• Stored data:

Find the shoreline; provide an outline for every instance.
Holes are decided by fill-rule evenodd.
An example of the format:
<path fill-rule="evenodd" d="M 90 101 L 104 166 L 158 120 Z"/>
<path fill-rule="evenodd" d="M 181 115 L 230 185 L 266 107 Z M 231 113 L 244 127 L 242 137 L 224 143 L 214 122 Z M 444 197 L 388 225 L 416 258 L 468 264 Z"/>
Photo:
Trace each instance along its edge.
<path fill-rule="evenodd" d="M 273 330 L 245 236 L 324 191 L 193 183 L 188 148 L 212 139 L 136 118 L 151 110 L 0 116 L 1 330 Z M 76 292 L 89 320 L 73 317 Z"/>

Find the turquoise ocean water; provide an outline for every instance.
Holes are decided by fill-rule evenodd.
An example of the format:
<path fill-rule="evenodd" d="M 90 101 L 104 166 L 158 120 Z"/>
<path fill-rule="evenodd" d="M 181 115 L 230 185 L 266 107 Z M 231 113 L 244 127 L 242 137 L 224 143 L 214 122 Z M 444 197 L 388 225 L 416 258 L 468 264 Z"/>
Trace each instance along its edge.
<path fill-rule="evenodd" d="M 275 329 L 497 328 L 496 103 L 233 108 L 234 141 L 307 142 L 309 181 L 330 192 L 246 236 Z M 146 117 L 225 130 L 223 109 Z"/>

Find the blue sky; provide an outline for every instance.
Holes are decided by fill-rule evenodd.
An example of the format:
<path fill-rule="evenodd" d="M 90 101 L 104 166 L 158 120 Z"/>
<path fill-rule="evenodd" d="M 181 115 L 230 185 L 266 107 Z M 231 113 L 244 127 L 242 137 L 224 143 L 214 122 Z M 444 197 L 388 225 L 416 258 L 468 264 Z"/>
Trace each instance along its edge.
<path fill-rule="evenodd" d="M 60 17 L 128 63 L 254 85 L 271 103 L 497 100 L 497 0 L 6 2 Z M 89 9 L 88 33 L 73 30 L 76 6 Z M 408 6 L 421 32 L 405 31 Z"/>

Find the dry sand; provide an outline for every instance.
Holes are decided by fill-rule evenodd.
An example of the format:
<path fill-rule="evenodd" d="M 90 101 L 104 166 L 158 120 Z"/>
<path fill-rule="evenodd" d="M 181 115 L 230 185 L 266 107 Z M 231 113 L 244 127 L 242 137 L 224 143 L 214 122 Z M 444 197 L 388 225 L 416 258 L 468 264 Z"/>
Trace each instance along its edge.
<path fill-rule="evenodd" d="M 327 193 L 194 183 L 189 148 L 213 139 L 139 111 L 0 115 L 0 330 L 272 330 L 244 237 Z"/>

• Written problem: Rewrite the records above from the line with "Find the blue" to the line with "60 17 L 128", substituting "cloudless sky" for "blue sky" and leaving everything else unchanged.

• Full solution:
Find the cloudless sky; provide an outline for every instance.
Holes are decided by fill-rule evenodd.
An example of the format:
<path fill-rule="evenodd" d="M 90 101 L 104 166 L 158 120 Z"/>
<path fill-rule="evenodd" d="M 181 115 L 230 185 L 266 107 Z M 231 113 L 244 127 L 242 137 L 224 143 L 214 122 Z M 444 197 L 388 225 L 416 258 L 468 264 Z"/>
Trace each instance along its edge.
<path fill-rule="evenodd" d="M 60 17 L 128 63 L 254 85 L 271 103 L 497 100 L 497 0 L 6 2 Z M 89 9 L 88 33 L 73 30 L 76 6 Z M 408 6 L 421 32 L 405 31 Z"/>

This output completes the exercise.